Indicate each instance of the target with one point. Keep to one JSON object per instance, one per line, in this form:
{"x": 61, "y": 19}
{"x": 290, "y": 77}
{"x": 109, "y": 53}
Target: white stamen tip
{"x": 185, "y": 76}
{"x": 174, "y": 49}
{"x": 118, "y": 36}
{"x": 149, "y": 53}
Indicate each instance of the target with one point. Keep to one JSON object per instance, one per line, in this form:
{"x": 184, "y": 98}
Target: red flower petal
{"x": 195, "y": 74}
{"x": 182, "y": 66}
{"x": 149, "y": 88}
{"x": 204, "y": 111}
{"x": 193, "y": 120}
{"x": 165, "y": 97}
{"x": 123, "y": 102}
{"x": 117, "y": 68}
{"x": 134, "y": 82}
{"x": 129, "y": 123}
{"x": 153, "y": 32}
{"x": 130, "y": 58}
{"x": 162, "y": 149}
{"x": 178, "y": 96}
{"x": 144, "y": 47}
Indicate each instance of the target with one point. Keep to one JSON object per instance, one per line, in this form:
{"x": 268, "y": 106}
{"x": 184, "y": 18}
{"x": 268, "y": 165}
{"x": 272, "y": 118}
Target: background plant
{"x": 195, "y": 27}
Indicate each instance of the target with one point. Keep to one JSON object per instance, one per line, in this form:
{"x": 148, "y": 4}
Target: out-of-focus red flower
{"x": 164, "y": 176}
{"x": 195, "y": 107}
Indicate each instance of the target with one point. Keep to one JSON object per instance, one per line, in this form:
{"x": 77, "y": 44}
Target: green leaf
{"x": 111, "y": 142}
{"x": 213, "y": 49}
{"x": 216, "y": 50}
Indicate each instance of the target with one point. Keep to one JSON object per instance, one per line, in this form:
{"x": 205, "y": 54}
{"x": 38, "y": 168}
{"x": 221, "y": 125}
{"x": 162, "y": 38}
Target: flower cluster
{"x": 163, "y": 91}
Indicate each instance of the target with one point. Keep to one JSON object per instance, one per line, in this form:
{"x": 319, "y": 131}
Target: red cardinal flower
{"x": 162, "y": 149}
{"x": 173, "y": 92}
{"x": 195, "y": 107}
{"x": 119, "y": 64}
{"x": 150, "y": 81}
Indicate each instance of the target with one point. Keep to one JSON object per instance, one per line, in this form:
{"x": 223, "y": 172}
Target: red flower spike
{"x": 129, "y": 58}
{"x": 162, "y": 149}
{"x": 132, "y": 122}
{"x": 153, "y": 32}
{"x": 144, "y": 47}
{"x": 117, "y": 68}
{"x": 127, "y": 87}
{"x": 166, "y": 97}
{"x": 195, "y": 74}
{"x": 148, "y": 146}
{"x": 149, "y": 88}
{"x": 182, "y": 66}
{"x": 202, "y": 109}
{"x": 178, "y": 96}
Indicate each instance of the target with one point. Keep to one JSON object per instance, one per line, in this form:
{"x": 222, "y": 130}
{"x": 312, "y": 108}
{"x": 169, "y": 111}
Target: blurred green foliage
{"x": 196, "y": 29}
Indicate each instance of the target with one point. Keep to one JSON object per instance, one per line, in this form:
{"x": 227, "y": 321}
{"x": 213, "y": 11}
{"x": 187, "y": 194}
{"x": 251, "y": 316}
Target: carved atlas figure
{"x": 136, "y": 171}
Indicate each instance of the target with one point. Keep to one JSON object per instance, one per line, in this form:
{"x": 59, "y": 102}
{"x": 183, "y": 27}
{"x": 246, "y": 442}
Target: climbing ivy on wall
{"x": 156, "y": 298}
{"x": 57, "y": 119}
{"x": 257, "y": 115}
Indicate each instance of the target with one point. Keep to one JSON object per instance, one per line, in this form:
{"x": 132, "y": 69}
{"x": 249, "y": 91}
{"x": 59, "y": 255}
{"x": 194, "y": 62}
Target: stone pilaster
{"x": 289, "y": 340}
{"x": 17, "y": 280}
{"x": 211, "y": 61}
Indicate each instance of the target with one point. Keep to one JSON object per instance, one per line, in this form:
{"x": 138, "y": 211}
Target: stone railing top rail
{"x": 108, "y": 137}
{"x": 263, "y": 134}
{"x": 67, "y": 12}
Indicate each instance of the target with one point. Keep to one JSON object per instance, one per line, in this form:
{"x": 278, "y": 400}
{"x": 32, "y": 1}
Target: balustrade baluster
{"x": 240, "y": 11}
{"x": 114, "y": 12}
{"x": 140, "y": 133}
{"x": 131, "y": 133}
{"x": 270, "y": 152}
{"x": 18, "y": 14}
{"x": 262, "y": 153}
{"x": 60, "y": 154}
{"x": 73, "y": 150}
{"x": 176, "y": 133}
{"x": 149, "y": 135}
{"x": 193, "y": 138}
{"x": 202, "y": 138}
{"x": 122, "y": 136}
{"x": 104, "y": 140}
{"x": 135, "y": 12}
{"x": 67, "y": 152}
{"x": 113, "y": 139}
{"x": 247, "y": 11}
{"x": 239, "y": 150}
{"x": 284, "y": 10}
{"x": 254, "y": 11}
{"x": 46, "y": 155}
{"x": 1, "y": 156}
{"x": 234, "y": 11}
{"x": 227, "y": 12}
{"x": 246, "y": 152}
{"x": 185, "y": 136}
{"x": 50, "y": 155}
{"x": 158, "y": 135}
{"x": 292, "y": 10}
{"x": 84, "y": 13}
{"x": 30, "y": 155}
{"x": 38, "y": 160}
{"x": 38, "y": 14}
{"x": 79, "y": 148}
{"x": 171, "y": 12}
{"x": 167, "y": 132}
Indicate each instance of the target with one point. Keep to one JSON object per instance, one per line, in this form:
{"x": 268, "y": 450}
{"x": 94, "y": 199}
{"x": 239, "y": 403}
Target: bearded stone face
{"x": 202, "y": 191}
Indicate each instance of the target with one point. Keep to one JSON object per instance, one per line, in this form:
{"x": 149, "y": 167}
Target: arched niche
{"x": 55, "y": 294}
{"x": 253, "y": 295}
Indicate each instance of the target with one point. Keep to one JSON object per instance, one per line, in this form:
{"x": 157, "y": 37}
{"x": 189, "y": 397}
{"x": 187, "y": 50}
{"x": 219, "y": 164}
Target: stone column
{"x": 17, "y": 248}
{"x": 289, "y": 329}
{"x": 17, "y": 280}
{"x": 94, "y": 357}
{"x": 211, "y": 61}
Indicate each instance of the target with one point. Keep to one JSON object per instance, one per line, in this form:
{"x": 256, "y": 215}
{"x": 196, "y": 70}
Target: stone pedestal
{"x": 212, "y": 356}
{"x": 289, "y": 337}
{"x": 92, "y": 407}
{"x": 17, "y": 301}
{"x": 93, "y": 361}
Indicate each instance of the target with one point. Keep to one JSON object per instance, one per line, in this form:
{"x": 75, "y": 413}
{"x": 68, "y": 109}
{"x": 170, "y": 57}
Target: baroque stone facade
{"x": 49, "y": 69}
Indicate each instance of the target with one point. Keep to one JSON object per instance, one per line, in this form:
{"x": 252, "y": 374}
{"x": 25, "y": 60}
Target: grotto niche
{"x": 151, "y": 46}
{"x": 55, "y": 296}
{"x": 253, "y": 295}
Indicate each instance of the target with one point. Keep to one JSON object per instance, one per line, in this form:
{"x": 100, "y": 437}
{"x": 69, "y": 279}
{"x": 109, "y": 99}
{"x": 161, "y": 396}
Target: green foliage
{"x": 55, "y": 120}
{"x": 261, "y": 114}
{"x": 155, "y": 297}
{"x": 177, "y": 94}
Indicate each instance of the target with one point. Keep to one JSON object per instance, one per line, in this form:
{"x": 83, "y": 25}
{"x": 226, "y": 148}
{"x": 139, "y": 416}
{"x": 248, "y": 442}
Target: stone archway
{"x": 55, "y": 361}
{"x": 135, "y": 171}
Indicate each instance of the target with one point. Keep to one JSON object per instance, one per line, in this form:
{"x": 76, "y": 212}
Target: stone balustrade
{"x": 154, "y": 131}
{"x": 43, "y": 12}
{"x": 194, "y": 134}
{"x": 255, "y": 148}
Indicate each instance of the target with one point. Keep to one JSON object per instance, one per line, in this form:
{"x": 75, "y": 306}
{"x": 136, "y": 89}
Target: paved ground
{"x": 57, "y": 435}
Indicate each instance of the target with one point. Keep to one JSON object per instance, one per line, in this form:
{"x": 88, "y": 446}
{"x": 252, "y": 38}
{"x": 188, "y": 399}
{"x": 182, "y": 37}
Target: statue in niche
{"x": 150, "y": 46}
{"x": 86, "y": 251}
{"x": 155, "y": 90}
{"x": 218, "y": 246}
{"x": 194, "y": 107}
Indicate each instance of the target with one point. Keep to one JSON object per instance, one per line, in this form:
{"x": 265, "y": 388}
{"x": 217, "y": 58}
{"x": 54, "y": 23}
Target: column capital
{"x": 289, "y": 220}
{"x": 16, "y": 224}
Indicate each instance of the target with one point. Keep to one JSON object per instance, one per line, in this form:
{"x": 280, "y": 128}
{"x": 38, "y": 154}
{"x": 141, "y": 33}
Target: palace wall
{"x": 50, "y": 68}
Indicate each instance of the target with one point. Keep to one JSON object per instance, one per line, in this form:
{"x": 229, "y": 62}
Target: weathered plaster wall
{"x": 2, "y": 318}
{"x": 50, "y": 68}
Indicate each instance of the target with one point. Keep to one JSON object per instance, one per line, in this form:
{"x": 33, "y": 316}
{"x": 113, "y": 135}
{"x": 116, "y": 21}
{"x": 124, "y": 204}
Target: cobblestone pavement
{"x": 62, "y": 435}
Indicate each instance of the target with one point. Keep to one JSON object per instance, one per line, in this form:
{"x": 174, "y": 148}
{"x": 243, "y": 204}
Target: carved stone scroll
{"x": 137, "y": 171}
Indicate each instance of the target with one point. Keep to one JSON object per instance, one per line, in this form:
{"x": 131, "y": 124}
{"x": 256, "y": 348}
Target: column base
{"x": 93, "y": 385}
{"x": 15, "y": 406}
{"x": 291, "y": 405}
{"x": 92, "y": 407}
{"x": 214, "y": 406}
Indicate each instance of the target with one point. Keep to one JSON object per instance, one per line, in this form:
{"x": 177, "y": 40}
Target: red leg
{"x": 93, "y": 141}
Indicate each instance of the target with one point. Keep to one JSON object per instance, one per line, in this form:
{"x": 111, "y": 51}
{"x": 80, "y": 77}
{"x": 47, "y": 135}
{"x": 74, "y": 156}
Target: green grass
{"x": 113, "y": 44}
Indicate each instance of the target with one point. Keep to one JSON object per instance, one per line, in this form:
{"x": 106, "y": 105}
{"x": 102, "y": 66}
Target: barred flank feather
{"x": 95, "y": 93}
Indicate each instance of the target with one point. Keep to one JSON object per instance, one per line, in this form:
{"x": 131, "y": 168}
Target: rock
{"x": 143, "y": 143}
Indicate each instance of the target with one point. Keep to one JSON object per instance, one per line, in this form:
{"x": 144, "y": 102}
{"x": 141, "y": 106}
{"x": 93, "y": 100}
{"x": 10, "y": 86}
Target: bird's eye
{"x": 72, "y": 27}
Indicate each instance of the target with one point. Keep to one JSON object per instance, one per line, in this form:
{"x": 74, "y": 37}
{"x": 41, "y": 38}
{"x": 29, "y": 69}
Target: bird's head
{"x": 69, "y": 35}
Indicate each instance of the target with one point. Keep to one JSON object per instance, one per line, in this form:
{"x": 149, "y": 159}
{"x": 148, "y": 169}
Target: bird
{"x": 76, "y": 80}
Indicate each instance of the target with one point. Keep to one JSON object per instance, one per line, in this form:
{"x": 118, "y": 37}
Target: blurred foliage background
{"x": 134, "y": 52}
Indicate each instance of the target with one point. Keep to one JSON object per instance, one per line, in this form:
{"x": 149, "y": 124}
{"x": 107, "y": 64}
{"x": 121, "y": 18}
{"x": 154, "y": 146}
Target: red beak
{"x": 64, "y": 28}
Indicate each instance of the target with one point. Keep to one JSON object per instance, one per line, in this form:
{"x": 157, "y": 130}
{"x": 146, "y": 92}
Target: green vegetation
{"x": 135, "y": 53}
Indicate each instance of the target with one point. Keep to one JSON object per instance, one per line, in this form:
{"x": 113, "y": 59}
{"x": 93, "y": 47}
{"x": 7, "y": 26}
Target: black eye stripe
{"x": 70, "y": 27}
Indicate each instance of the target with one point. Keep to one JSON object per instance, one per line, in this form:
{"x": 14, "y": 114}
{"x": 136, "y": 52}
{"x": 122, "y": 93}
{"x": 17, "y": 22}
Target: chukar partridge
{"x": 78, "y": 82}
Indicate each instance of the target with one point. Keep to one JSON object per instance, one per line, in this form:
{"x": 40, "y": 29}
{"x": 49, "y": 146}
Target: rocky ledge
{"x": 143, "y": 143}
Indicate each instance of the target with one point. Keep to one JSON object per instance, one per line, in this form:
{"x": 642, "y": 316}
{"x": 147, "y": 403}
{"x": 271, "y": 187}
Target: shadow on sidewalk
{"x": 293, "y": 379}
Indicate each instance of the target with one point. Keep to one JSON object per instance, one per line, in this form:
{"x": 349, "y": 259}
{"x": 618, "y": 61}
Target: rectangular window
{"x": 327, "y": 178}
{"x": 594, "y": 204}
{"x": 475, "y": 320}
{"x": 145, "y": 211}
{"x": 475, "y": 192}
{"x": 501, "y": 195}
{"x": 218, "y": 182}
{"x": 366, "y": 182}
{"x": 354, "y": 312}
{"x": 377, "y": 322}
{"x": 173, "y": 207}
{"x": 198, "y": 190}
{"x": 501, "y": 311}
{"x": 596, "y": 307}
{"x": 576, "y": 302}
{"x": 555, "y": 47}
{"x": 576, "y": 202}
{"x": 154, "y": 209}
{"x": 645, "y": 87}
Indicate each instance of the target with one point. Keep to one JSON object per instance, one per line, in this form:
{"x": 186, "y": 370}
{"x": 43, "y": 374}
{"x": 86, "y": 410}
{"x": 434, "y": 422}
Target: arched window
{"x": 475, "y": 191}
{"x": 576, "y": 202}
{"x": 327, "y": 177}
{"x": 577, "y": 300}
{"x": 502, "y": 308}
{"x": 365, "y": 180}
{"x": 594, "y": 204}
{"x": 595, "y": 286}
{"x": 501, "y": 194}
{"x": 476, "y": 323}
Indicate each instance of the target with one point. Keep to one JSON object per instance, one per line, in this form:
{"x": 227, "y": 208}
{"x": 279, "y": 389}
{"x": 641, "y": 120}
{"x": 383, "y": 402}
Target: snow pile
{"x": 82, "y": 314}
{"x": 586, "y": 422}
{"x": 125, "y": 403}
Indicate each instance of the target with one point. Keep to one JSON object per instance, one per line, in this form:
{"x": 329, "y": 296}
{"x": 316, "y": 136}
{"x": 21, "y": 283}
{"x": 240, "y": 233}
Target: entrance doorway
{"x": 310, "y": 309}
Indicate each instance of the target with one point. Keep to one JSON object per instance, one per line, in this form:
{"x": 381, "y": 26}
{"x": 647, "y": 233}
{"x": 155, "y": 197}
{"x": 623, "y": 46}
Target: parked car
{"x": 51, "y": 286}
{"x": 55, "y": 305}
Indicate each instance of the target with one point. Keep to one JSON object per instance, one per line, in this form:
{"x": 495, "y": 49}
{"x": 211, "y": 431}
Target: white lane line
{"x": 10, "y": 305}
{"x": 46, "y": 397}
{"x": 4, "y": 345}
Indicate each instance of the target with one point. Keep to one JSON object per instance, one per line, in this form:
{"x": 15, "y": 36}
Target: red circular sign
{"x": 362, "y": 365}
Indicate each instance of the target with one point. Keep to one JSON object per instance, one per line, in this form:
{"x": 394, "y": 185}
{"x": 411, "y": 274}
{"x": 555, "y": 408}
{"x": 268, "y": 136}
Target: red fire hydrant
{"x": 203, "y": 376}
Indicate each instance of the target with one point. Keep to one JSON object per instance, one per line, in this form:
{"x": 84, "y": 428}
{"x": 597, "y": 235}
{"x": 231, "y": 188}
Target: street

==================================================

### YOUR OBJECTIVE:
How many lines in the rows above contain the string "window"? Reply with the number alone.

### ANSWER IN FULL:
2